#### Data for this exercise

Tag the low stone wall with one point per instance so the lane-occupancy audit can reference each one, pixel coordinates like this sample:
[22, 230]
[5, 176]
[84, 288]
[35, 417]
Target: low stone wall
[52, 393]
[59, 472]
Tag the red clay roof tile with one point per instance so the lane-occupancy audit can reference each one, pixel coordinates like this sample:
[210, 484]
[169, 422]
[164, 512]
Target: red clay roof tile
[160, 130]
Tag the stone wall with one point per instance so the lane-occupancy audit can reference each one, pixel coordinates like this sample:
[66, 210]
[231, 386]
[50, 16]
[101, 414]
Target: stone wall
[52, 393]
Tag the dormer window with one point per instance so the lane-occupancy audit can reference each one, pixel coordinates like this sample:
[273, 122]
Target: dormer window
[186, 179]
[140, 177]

########
#### Data for this exercise

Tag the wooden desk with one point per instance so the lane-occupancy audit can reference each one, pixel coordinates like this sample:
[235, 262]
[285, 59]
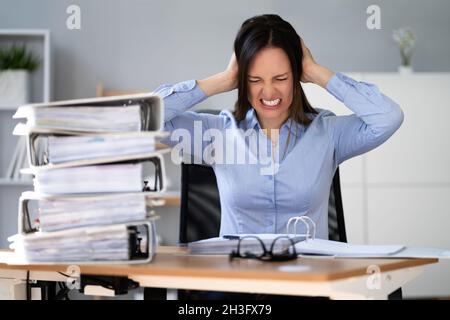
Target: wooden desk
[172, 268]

########

Written request = Copy every line of the records above that contains the string "coordinates".

Response =
Tag the low stone wall with one point per instance so the lane-occupancy audit can reference each one, pixel coordinates like this sample:
Tag the red clay roof tile with one point per instance so the lane-occupancy audit can reference each one, pixel coordinates like this sample:
Tag the stone wall with one point per instance so the lane-occupancy audit can reference each one, pixel coordinates like this sample:
Tag the dormer window with one point per instance so the lane-occupancy audit can reference each one, pixel coordinates like this sample:
Tag the wooden desk with one point per instance so the lane-occupancy audit can reference each one, pixel coordinates like this sample:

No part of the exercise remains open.